**Exercise inputs**

************

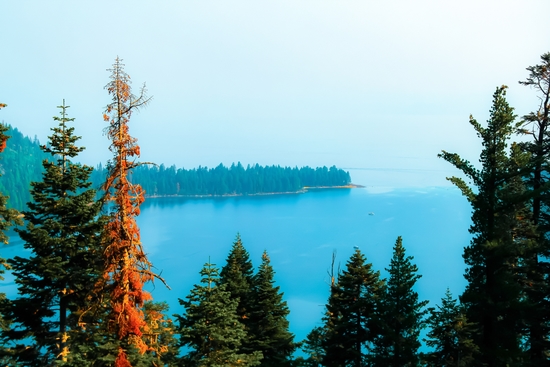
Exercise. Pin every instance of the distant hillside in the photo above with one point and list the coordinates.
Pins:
(21, 164)
(235, 180)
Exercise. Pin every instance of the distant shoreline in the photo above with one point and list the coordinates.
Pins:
(302, 191)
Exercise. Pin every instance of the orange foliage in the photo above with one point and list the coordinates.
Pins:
(126, 265)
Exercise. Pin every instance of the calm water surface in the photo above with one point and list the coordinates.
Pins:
(300, 233)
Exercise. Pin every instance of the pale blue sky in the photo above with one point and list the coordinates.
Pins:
(383, 85)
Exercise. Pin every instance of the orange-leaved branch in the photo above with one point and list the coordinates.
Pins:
(127, 268)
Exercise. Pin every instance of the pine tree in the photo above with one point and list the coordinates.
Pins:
(351, 323)
(450, 335)
(238, 278)
(493, 297)
(126, 267)
(211, 327)
(63, 235)
(537, 268)
(401, 314)
(269, 324)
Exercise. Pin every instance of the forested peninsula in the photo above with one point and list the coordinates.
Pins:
(23, 156)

************

**Work required**
Rewrite all of the material above, changing every "photo" to "image" and keeping everything else the same. Leave the pictures out.

**Problem solution**
Exercise. Pin every instance of the distant hillside in the image above with one point and list the coordinates.
Pins:
(21, 164)
(235, 180)
Exercise. Pin every instance of the distant shoreline in the image above with one point and list the coordinates.
Pins:
(302, 191)
Exercise. Pin every instance of the orange foliage in the image above with one point and list the coordinates.
Pins:
(126, 265)
Exercise. Pin every instance of the calm water surface in the image above with one point and list the coordinates.
Pins:
(300, 233)
Exercise. Pin every instance of the pale blue sky in the image above with one point and list the coordinates.
Pins:
(383, 85)
Exercise. Pin every instance of the orange-leaved branch in the image above with one point and list the coordinates.
Pins:
(127, 268)
Exercise. Pin every instance of the pine tree in the image above with one point and list the coordinates.
Pins:
(351, 323)
(450, 335)
(238, 278)
(493, 297)
(126, 267)
(211, 327)
(63, 235)
(537, 268)
(401, 314)
(269, 324)
Exercise. Pin every instance of the forested peninsula in the image above with one point and list the coordinates.
Pins:
(23, 156)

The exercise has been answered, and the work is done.